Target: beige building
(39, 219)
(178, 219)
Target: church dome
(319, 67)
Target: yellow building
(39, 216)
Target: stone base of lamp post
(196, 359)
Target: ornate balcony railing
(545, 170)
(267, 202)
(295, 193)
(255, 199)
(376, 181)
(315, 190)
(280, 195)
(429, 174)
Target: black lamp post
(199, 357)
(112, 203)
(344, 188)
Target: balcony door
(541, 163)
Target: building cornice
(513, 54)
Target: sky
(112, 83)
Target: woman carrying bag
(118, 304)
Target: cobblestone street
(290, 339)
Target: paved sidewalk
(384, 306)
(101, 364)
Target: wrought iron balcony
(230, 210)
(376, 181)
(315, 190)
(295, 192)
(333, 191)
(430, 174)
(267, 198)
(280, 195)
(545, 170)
==
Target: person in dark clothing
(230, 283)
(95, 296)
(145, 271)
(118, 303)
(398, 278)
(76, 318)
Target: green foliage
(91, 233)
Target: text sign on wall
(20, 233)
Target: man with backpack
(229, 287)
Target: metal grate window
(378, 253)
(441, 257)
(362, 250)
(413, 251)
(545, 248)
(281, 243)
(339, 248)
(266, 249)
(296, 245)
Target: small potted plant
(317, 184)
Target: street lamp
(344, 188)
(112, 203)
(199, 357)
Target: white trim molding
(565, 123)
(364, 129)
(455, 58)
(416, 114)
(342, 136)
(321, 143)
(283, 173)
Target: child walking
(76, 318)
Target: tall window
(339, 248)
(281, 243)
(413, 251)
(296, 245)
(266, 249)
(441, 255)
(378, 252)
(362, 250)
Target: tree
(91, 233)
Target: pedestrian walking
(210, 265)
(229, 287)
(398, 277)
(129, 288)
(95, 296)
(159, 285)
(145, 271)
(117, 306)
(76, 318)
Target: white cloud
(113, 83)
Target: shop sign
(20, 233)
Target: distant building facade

◆ Problem statement:
Would you output, from the records above, exactly the run of lines that starts at the line containing "Target: pedestrian walking" and ends at the line containing "Target: distant building facade", and only that run?

◆ Written response:
Target: pedestrian walking
(210, 265)
(229, 287)
(398, 277)
(129, 288)
(95, 296)
(159, 285)
(145, 271)
(117, 306)
(76, 318)
Target: white cloud
(113, 83)
Target: shop sign
(20, 233)
Target: distant building facade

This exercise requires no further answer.